読解用本文 |
:::
一方で、新たな価値の創造により、新しいリスクが産声を上げ、新たなガバナンスモデルが必要となる。

“Today, we may be facing the need to think deep on the fundamental issues of trust again.”(今日、われわれは信頼という根本的な問題を深く考える必要に直面している)

森長官の演説から3年、氷見野良三・新長官は本稿冒頭のカンファレンスで、サイバー空間とフィジカル空間が融合するニューノーマルな時代において、政府主導の執行の効力は弱まっていくと予測し、こう述べた。これからは、新しいかたちのガバナンスによる信頼の確立が必要な時代なのだ。

ガバナンスと信頼を担保するブロックチェーン

金融サービスの提供者・機能がアンバンドリングし、マルチステークホルダー化が著しい金融業界で、どのように新しいガバナンスを確立していくのか。

数年おきに発生する不正取引や金融危機とその対策としての規制強化のサイクルは、リスク管理の歴史でもある。各種規制やルールが要請するものは、当然マルチステークホルダーが手掛けるサービスでも変わらない。また、ユーザーからの信頼を失いかけない重要なリスクもある。18年から多発していた暗号資産取引所からの暗号通貨窃取や、キャッシュレスサービスにおける不正出金に代表されるようなサイバーセキュリティーリスクだ。

では、複数組織間のガバナンスをどのようにチェックするか。残念ながら、現時点では従来の「独自フォーマットによるチェックシート」以外に選択肢がないが、これには課題が多い。
:::
出題内容 1 |
金融のガバナンスと信頼を論じた文章から、「一方で、新たな価値の創造によ」を含む語句で始まり「ないが、これには課題が多い。」で終わる部分を、一字一句変えずに再掲してください。
出題内容 2 |
金融のガバナンスと信頼を論じた文章について、最後に示された文の後に続く内容を書き進めてください。

抽出資料 |
:::
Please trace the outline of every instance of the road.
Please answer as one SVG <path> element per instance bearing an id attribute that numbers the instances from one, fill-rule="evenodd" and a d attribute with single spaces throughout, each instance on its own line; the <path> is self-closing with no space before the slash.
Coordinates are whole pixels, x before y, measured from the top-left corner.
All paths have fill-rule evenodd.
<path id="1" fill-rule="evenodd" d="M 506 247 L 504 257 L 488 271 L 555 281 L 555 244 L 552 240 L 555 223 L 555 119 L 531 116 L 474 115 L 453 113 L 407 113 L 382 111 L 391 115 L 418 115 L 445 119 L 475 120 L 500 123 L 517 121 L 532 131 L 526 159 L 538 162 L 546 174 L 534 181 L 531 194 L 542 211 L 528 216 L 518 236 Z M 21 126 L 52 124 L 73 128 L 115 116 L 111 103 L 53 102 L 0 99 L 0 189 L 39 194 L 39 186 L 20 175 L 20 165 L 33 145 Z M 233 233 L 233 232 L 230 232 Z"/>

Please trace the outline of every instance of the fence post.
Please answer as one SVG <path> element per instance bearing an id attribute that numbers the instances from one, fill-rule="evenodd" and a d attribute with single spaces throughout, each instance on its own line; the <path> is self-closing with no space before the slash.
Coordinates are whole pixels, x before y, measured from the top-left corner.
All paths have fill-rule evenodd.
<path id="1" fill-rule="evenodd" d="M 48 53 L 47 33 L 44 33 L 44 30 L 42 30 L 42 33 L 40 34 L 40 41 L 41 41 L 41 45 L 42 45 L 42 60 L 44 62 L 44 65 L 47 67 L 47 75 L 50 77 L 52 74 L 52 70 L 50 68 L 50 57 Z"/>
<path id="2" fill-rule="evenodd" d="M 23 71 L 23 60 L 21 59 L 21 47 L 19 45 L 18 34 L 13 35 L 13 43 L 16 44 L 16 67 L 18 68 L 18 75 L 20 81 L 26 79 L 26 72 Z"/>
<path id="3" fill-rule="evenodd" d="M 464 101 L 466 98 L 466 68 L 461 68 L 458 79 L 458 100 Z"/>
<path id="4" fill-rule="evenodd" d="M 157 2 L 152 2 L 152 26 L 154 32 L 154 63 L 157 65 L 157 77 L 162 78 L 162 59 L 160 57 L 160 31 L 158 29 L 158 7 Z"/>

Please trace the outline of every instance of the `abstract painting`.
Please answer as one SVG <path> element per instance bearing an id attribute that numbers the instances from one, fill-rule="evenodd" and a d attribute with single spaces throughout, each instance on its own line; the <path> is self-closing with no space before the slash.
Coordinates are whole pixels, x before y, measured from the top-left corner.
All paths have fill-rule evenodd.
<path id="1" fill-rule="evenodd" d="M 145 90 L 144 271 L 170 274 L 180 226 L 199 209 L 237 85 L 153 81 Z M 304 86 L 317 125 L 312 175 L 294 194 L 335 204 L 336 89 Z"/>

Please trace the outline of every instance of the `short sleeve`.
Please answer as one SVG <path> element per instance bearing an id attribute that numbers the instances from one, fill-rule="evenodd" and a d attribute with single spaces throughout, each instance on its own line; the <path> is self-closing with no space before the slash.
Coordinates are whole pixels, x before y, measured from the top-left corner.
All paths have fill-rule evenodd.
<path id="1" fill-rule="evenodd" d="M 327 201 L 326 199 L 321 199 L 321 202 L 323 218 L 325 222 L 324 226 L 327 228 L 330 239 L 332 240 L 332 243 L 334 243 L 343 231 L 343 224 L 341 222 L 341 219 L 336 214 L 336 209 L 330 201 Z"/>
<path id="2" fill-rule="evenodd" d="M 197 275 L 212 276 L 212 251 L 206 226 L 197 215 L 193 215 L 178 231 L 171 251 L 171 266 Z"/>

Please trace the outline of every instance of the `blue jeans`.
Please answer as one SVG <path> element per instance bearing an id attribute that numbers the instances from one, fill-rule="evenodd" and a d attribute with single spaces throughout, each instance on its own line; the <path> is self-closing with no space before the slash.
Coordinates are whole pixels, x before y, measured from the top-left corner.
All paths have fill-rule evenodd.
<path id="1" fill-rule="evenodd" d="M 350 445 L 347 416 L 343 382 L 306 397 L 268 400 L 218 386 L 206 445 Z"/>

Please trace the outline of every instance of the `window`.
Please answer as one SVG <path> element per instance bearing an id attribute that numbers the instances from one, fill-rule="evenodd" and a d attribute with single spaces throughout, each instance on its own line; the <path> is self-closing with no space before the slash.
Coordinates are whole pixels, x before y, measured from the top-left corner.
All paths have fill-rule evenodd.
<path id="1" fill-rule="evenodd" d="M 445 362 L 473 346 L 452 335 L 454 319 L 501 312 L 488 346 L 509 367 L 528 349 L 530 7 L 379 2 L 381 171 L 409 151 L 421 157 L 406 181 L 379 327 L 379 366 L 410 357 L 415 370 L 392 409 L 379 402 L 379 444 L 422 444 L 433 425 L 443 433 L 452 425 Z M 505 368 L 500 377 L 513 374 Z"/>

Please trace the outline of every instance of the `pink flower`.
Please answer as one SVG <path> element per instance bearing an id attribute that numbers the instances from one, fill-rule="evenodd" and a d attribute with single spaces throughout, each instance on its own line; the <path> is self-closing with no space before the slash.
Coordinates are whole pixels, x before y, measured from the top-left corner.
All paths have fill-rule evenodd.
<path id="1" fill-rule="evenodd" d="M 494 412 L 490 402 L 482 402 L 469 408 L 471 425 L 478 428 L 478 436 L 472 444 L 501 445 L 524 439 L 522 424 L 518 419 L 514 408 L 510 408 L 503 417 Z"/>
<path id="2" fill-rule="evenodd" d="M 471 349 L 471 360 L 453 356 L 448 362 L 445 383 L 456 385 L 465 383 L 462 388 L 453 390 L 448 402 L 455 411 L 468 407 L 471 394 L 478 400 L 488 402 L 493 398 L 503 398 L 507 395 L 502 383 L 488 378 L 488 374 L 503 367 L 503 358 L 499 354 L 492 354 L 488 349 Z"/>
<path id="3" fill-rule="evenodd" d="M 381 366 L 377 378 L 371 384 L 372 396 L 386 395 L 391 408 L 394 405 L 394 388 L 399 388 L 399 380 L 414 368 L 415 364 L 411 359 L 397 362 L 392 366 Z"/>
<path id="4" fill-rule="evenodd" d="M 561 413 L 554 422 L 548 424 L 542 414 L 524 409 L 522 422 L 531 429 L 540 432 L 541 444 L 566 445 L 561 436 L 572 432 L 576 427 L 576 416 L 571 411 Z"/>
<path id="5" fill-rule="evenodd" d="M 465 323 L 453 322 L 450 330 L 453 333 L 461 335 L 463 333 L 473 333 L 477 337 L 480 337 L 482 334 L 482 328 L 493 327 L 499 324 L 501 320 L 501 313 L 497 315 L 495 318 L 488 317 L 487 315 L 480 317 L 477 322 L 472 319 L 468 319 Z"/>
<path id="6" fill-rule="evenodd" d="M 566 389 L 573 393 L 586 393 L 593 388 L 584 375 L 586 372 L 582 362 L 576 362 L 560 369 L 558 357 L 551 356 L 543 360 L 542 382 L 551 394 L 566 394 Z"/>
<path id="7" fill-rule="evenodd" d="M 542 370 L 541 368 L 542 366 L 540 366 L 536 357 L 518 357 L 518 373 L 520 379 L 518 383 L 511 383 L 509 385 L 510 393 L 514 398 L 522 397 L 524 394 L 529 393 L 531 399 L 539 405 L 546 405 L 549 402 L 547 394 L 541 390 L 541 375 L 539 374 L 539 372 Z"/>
:::
解答結果 1 |
一方で、新たな価値の創造により、新しいリスクが産声を上げ、新たなガバナンスモデルが必要となる。

“Today, we may be facing the need to think deep on the fundamental issues of trust again.”(今日、われわれは信頼という根本的な問題を深く考える必要に直面している)

森長官の演説から3年、氷見野良三・新長官は本稿冒頭のカンファレンスで、サイバー空間とフィジカル空間が融合するニューノーマルな時代において、政府主導の執行の効力は弱まっていくと予測し、こう述べた。これからは、新しいかたちのガバナンスによる信頼の確立が必要な時代なのだ。

ガバナンスと信頼を担保するブロックチェーン

金融サービスの提供者・機能がアンバンドリングし、マルチステークホルダー化が著しい金融業界で、どのように新しいガバナンスを確立していくのか。

数年おきに発生する不正取引や金融危機とその対策としての規制強化のサイクルは、リスク管理の歴史でもある。各種規制やルールが要請するものは、当然マルチステークホルダーが手掛けるサービスでも変わらない。また、ユーザーからの信頼を失いかけない重要なリスクもある。18年から多発していた暗号資産取引所からの暗号通貨窃取や、キャッシュレスサービスにおける不正出金に代表されるようなサイバーセキュリティーリスクだ。

では、複数組織間のガバナンスをどのようにチェックするか。残念ながら、現時点では従来の「独自フォーマットによるチェックシート」以外に選択肢がないが、これには課題が多い。

解答結果 2 |
第1に、データフォーマットが個社ごとに異なる。第2に、対応したチェック結果が自社内にしか蓄積されない。二重払いならぬ多重監査という想像しただけでも莫大なコストのかかる「共創価値」になりかねない。第3に、双方向ではない。エンドユーザーにサービスを提供する場合、ガバナンスは「メッシュ状」になっている必要がある。つまり、単一方向の信頼ではなく、複数の組織が相互に依拠したバイラテラルな信頼でなければならないが、チェックシートではそれを実現できない。


従って、マルチホルダー化が進む世界では、ガバナンスに対する準拠状態の証明方法が必要になる。例えば、法人監査情報を一元的に管理・読み取るためのマスターデータを共有できるような仕組みが考えられる。当社がコア技術とするブロックチェーンでは、企業間でのデータ共有やトレーサビリティーを念頭に置いた応用的な研究開発を実施している。将来、金融分野にも適用できれば、コストが低いまま、質の高いガバナンスと顧客体験を改善し続けられるだろう。マルチステークホルダーを信頼によって連携させるサービスの提供を目指していきたい。